**PASSAGE TO READ**
========================================


--j.

---

[1] In fact, the movie, structurally, is practically a remake of 1957's THE MONSTER THAT CHALLENGED THE WORLD, a movie about giant mollusks in the Salton Sea, with a touch of MOBY DICK thrown in during the final portion.

[2] Also in its genes: In his highly-praised 1940s horror movie cycle, producer Val Lewton employed what became a much-lauded technique of keeping the menace mostly out of sight, letting the imagination of the viewers fill in what they weren't seeing. Spielberg adopted this for JAWS.

[3] It's also a sort of follow-up to an excellent, stripped-down monster movie director Steven Spielberg had made three years earlier. In DUEL, the "monster" was a lumbering behemoth of a semi (whose driver is never seen), which pursued motorist Dennis Weaver across desert highways with murderous intent, and JAWS makes plenty of references to it (Spielberg has said he viewed it a sort of sequel to DUEL).

========================================

Stored data items
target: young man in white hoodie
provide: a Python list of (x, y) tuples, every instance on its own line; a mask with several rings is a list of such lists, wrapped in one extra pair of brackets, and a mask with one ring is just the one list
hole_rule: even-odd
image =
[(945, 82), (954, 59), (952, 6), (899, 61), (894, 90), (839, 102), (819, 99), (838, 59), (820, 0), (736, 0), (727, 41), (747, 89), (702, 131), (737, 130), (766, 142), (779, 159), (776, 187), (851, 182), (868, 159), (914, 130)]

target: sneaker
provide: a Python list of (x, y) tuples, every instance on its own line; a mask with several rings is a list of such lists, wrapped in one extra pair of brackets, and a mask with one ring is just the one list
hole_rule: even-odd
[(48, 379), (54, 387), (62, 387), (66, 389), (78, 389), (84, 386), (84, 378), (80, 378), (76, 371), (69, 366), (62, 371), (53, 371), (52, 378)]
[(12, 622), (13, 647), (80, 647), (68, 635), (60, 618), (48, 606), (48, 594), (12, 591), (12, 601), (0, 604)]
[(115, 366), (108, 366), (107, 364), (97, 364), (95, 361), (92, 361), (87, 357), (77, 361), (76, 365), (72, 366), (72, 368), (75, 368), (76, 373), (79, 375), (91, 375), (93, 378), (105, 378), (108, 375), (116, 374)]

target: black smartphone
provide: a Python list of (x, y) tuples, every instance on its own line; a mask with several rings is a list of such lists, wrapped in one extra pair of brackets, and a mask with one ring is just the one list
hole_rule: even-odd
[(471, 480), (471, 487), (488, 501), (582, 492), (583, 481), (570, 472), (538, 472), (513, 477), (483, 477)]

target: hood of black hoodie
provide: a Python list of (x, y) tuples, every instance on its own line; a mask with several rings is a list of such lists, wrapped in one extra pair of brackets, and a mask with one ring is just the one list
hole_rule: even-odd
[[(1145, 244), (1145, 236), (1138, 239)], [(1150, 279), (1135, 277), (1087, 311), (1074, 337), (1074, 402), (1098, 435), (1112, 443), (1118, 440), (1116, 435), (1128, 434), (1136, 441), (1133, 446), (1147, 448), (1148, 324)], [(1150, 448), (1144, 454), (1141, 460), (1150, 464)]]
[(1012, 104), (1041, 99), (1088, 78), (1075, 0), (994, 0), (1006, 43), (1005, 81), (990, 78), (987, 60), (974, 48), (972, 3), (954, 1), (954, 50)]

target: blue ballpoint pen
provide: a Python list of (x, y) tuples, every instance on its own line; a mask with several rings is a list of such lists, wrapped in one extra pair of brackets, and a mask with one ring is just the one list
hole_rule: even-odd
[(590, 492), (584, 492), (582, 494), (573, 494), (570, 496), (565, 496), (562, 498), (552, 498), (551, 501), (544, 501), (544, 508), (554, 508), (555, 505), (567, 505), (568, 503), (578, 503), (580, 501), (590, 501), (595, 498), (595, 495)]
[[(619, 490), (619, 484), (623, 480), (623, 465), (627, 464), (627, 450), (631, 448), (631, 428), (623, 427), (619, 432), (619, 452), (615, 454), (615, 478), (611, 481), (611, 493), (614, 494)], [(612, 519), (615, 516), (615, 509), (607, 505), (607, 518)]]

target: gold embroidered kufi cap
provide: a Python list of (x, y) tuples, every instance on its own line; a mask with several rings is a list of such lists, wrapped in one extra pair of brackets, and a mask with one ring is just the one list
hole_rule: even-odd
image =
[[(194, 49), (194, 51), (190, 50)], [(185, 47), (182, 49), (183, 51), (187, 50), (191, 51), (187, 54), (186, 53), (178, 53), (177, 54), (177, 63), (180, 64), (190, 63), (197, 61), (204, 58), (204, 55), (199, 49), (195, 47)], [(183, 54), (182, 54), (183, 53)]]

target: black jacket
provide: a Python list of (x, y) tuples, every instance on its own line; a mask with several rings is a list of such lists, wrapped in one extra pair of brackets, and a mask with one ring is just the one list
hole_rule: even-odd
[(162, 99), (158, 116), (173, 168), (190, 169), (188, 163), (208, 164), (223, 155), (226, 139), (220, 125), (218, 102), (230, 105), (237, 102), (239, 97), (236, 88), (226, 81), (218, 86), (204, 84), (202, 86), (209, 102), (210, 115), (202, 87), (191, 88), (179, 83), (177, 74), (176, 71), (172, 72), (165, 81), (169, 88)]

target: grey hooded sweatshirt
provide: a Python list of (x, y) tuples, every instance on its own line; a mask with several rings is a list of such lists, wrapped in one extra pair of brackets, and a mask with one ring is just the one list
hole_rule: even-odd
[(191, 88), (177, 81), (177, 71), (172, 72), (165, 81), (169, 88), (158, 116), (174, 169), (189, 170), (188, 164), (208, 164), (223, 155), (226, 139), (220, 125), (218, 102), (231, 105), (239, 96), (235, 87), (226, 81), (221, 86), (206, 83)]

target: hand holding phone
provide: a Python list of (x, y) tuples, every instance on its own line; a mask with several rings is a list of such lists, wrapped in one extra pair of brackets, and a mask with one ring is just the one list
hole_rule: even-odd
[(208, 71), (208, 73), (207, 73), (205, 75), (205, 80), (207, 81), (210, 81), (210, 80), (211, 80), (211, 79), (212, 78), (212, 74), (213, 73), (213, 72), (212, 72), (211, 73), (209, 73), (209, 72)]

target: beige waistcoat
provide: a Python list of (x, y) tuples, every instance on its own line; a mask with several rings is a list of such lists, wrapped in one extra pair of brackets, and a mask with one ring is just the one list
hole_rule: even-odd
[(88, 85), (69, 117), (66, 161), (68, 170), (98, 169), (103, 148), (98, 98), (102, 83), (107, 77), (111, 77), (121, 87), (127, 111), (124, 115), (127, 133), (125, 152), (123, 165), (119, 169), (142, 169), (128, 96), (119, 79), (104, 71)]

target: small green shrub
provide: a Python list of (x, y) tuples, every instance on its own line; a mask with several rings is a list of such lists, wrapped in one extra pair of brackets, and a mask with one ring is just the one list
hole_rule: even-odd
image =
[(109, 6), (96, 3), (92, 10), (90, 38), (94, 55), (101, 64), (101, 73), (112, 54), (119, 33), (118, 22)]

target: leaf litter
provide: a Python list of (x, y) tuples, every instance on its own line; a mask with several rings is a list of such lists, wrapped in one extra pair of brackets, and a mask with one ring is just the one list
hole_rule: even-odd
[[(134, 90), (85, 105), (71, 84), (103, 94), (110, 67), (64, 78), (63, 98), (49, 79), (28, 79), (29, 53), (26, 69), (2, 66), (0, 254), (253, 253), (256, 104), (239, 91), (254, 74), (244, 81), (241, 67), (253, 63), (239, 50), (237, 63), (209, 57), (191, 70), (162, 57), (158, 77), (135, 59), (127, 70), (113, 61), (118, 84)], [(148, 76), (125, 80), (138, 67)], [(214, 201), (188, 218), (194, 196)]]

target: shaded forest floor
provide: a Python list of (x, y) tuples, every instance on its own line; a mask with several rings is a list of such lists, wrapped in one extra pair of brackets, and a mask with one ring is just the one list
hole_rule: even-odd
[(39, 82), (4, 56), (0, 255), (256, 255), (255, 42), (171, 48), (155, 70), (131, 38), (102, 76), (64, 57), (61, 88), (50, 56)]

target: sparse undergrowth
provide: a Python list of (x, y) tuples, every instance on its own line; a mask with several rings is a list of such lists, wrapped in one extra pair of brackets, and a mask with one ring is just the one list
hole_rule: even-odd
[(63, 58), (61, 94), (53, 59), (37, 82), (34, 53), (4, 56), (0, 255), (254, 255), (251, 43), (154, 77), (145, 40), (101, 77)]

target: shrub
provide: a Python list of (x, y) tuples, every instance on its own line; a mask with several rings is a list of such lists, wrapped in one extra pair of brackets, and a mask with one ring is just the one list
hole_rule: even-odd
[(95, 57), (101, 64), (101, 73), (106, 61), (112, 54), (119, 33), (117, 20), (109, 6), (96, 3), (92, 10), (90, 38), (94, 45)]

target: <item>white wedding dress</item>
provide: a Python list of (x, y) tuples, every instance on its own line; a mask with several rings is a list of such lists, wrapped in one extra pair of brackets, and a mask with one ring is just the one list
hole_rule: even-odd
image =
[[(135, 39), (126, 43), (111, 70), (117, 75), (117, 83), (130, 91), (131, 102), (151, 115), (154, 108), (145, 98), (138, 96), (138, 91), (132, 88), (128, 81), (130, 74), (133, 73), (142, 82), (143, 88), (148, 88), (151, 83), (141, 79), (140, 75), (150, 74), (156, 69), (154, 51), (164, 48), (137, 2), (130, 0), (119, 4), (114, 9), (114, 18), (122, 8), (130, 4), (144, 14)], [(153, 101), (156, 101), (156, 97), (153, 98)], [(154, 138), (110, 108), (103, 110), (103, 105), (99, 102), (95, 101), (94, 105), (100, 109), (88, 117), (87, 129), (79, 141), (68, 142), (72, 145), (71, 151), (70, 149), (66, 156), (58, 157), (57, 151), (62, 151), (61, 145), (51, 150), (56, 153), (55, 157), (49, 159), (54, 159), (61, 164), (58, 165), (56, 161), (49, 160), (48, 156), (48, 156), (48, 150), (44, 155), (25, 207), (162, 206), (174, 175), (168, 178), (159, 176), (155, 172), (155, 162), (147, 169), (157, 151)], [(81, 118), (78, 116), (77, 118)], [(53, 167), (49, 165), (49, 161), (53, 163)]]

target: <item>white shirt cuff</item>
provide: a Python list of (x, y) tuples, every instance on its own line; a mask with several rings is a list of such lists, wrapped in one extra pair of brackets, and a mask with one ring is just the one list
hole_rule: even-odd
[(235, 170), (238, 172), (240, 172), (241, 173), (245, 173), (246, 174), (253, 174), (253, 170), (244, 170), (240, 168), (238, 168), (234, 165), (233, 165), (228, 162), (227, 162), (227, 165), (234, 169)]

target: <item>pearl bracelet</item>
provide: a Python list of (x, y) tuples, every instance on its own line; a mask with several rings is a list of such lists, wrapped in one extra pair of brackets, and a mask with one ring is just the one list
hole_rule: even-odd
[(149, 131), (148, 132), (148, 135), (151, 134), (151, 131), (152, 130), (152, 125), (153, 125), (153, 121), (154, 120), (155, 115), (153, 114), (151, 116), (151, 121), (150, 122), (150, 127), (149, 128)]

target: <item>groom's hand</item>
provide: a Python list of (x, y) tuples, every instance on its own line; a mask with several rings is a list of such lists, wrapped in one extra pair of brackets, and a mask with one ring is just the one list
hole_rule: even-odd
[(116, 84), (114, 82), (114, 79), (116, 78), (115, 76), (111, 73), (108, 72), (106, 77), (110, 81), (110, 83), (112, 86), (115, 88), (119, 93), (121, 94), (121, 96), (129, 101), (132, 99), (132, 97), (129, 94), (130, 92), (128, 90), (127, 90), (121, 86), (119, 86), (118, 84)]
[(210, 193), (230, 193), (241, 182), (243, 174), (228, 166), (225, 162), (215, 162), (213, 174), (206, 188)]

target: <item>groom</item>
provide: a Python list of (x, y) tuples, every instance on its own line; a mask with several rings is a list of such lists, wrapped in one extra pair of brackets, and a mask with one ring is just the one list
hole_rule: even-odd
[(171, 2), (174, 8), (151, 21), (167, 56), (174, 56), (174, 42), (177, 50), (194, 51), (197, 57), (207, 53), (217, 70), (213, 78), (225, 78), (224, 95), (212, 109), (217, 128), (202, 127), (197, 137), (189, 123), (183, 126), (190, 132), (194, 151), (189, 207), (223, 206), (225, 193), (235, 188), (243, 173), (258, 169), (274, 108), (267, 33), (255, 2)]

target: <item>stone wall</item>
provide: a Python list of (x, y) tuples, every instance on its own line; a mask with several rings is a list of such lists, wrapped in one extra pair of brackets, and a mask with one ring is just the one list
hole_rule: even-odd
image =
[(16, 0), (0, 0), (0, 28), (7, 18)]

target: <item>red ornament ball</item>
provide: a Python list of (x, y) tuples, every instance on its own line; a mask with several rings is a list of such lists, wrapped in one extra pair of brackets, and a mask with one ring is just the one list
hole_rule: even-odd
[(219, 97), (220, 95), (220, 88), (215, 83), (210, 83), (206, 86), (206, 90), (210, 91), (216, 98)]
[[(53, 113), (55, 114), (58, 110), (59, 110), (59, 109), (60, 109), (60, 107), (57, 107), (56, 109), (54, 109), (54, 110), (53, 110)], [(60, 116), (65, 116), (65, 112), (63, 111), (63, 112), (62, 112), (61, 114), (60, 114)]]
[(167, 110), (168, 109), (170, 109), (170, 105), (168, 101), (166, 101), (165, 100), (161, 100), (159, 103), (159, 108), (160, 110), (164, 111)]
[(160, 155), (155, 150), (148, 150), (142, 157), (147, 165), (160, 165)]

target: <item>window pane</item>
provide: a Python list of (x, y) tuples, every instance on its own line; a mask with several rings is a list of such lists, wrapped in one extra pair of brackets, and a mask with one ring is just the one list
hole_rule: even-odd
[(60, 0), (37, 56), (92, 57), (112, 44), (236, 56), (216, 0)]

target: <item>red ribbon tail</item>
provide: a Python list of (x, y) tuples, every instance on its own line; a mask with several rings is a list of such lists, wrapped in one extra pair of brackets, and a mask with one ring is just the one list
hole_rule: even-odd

========================================

**THE PROBLEM**
Please retype the stretch of the JAWS footnotes from "[3] It's also" through "sequel to DUEL).".

**ANSWER FOR THIS EXERCISE**
[3] It's also a sort of follow-up to an excellent, stripped-down monster movie director Steven Spielberg had made three years earlier. In DUEL, the "monster" was a lumbering behemoth of a semi (whose driver is never seen), which pursued motorist Dennis Weaver across desert highways with murderous intent, and JAWS makes plenty of references to it (Spielberg has said he viewed it a sort of sequel to DUEL).